Your goal:
Please render the rows below as a Markdown table with two columns, Line No. and Content, numbering each row and omitting any blank lines.

* BEGIN *

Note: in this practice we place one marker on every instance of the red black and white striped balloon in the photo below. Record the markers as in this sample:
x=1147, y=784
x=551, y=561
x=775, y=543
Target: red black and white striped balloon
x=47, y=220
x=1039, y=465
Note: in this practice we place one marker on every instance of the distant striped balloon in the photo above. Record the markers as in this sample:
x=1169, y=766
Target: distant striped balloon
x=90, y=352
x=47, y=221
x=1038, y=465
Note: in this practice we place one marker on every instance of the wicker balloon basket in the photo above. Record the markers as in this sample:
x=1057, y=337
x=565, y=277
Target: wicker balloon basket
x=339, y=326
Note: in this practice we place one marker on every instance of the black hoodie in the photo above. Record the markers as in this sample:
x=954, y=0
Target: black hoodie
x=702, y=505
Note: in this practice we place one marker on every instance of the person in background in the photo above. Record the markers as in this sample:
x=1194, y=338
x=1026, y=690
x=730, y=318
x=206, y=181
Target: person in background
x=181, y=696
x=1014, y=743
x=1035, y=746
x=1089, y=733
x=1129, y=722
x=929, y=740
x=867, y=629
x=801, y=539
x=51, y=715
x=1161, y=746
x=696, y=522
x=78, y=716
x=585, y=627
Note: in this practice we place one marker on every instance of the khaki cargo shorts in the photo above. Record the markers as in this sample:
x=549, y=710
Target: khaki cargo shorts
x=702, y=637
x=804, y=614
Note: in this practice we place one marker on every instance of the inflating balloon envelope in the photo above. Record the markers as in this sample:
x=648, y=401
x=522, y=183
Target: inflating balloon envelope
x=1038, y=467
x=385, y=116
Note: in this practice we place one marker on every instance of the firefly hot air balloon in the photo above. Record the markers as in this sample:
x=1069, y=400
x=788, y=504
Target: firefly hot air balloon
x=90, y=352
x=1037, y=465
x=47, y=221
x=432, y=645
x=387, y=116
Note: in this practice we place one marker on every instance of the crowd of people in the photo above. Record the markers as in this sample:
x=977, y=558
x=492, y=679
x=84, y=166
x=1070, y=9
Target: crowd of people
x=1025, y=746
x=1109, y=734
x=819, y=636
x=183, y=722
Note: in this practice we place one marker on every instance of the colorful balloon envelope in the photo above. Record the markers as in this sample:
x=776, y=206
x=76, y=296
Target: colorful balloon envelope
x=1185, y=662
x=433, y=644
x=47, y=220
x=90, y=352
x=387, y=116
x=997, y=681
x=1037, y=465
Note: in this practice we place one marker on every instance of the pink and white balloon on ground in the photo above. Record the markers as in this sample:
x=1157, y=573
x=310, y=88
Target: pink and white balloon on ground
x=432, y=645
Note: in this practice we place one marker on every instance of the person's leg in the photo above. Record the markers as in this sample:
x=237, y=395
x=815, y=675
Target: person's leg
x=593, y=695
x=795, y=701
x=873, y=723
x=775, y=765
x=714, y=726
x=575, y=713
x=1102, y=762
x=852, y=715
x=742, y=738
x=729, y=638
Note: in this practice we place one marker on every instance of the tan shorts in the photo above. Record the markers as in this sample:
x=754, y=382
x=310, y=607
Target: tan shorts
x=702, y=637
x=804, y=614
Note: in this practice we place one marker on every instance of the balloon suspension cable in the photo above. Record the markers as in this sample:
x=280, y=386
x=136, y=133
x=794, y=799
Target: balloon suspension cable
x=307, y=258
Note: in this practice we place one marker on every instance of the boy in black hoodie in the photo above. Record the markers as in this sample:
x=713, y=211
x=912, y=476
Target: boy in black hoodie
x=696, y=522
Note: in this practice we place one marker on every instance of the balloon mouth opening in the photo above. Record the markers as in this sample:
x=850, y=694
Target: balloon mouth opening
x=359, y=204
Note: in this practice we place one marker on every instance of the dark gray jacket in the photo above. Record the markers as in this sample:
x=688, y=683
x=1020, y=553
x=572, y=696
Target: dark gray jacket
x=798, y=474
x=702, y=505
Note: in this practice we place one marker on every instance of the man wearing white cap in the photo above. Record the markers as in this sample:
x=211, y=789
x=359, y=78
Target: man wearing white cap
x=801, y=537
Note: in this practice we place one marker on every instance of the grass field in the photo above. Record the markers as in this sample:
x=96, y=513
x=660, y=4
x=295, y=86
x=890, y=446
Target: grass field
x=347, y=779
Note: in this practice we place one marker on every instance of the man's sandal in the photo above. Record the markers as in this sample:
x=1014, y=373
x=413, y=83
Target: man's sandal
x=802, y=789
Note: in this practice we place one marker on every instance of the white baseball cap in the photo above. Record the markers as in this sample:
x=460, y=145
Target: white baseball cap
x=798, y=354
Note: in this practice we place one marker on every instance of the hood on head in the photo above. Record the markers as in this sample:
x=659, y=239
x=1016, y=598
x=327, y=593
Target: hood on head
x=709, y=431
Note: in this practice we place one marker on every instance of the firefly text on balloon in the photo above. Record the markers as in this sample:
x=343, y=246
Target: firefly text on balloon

* END *

Worked answer:
| Line No. | Content |
|---|---|
| 1 | Note: in this practice we place one marker on every instance of the red black and white striped balloon in the photo below. Record the markers as in this sample: |
| 2 | x=1147, y=784 |
| 3 | x=551, y=561 |
| 4 | x=775, y=543 |
| 5 | Target: red black and white striped balloon |
| 6 | x=47, y=220 |
| 7 | x=1039, y=465 |
| 8 | Note: in this practice we place one marker on every instance of the distant striped balloon in the photo above. Record the markers as in this sample: |
| 9 | x=1169, y=766 |
| 10 | Target: distant striped balloon |
| 11 | x=90, y=352 |
| 12 | x=47, y=221 |
| 13 | x=1038, y=465 |
| 14 | Note: in this practice we place one marker on every instance of the wicker balloon basket in the photo above. Record the markers as in this sample: |
| 15 | x=1057, y=337 |
| 16 | x=565, y=277 |
| 17 | Target: wicker balloon basket |
| 18 | x=339, y=326 |
| 19 | Note: in this practice we place one marker on every instance of the black hoodie in the photo above. Record the markers as in this sample: |
| 20 | x=954, y=0 |
| 21 | Target: black hoodie |
| 22 | x=702, y=505 |
| 23 | Note: in this practice we place one marker on every instance of the person in background in the photo above. Record the markers as in this sample: |
| 24 | x=1194, y=338 |
| 25 | x=1026, y=690 |
| 26 | x=730, y=318 |
| 27 | x=206, y=181 |
| 28 | Target: person in background |
| 29 | x=181, y=696 |
| 30 | x=1014, y=743 |
| 31 | x=1035, y=746 |
| 32 | x=1089, y=733 |
| 33 | x=1129, y=722 |
| 34 | x=929, y=740 |
| 35 | x=867, y=629 |
| 36 | x=801, y=539 |
| 37 | x=51, y=715 |
| 38 | x=1161, y=746 |
| 39 | x=696, y=522 |
| 40 | x=78, y=716 |
| 41 | x=585, y=627 |
| 42 | Note: in this practice we place one marker on every instance of the khaki cargo shorts in the photo above. Record the markers as in this sample: |
| 43 | x=549, y=710 |
| 44 | Target: khaki cargo shorts |
| 45 | x=702, y=637 |
| 46 | x=804, y=614 |
| 47 | Note: in this practice we place one marker on every instance of the inflating balloon envelope in the photo above. Record the markers as in this sample: |
| 48 | x=648, y=401 |
| 49 | x=522, y=183 |
| 50 | Target: inflating balloon envelope |
| 51 | x=1038, y=467 |
| 52 | x=385, y=116 |
| 53 | Note: in this practice we place one marker on every instance of the firefly hot air balloon in the photo above. Record the markers as in this sample: |
| 54 | x=1069, y=400 |
| 55 | x=788, y=504 |
| 56 | Target: firefly hot air balloon |
| 57 | x=90, y=352 |
| 58 | x=1037, y=465 |
| 59 | x=47, y=221 |
| 60 | x=432, y=645 |
| 61 | x=387, y=116 |
| 62 | Note: in this practice we place one marker on every instance of the crowd of people in the photo above. Record the markers as in this sample: |
| 63 | x=977, y=558 |
| 64 | x=492, y=679 |
| 65 | x=84, y=166 |
| 66 | x=1070, y=9 |
| 67 | Target: crowd of people |
| 68 | x=1025, y=746 |
| 69 | x=1109, y=734 |
| 70 | x=819, y=636 |
| 71 | x=183, y=722 |
| 72 | Note: in this practice we place one marker on every instance of the colorful balloon envelope in the photo above. Record the markers as in this sample: |
| 73 | x=776, y=206 |
| 74 | x=76, y=296 |
| 75 | Target: colorful balloon envelope |
| 76 | x=1185, y=662 |
| 77 | x=433, y=644 |
| 78 | x=47, y=220 |
| 79 | x=90, y=352 |
| 80 | x=387, y=116 |
| 81 | x=997, y=681 |
| 82 | x=1037, y=465 |
| 83 | Note: in this practice we place one marker on every instance of the pink and white balloon on ground in the photo above. Record the markers as in this sample: |
| 84 | x=1157, y=573 |
| 85 | x=310, y=88 |
| 86 | Target: pink and white balloon on ground |
| 87 | x=432, y=645 |
| 88 | Note: in this practice we place one marker on every instance of the person's leg in the photo above. Record the markers as in this sample: |
| 89 | x=237, y=395 |
| 90 | x=815, y=675 |
| 91 | Target: person's leg |
| 92 | x=593, y=695 |
| 93 | x=795, y=701 |
| 94 | x=873, y=723 |
| 95 | x=775, y=765 |
| 96 | x=714, y=726 |
| 97 | x=575, y=713 |
| 98 | x=1102, y=762 |
| 99 | x=852, y=715 |
| 100 | x=742, y=738 |
| 101 | x=729, y=638 |
| 102 | Note: in this practice we place one marker on every instance of the tan shorts in the photo above. Record the markers as in this sample: |
| 103 | x=754, y=382 |
| 104 | x=310, y=607 |
| 105 | Target: tan shorts |
| 106 | x=702, y=637 |
| 107 | x=804, y=614 |
| 108 | Note: in this practice we place one marker on every instance of the balloon suspension cable in the photo above. Record the markers as in this sample: |
| 109 | x=280, y=386 |
| 110 | x=136, y=133 |
| 111 | x=794, y=799 |
| 112 | Target: balloon suspension cable |
| 113 | x=307, y=258 |
| 114 | Note: in this practice we place one marker on every instance of the boy in black hoodie in the photo above. Record the markers as in this sample: |
| 115 | x=713, y=211 |
| 116 | x=912, y=476 |
| 117 | Target: boy in black hoodie |
| 118 | x=696, y=522 |
| 119 | Note: in this practice we place one marker on every instance of the balloon mouth opening in the photo above. Record the markers as in this sample: |
| 120 | x=850, y=694 |
| 121 | Target: balloon mouth opening |
| 122 | x=359, y=204 |
| 123 | Note: in this practice we place one marker on every instance of the dark gray jacket in the photo above. Record the markers as in this sample: |
| 124 | x=688, y=683 |
| 125 | x=1020, y=553 |
| 126 | x=572, y=696 |
| 127 | Target: dark gray jacket |
| 128 | x=798, y=474 |
| 129 | x=702, y=505 |
| 130 | Note: in this practice we place one marker on every instance of the man wearing white cap in the photo above. Record the markers as in this sample: |
| 131 | x=211, y=789 |
| 132 | x=359, y=78 |
| 133 | Target: man wearing white cap |
| 134 | x=801, y=537 |
| 135 | Note: in this practice we place one marker on every instance of the grass field in the photo above. Record the markers as in this sample: |
| 136 | x=96, y=513 |
| 137 | x=660, y=4 |
| 138 | x=295, y=86 |
| 139 | x=890, y=446 |
| 140 | Target: grass field |
| 141 | x=347, y=779 |
| 142 | Note: in this practice we place one marker on every instance of the man's sandal in the photo above. Record the markers as in this sample: |
| 143 | x=1014, y=373 |
| 144 | x=413, y=83 |
| 145 | Target: man's sandal |
| 146 | x=802, y=789 |
| 147 | Note: in this practice we place one marker on every instance of the white baseball cap in the photo above. Record the markers as in this sample: |
| 148 | x=460, y=145 |
| 149 | Target: white baseball cap |
| 150 | x=798, y=354 |
| 151 | Note: in this practice we place one marker on every instance of the hood on head in the photo above. Record the markers as in this sample: |
| 152 | x=659, y=239 |
| 153 | x=1016, y=598 |
| 154 | x=327, y=593 |
| 155 | Target: hood on head |
| 156 | x=709, y=431 |
| 157 | Note: in this practice we place one marker on every instance of the firefly text on balloon in the photo above. Record the markers as in this sample: |
| 158 | x=343, y=246 |
| 159 | Target: firefly text on balloon |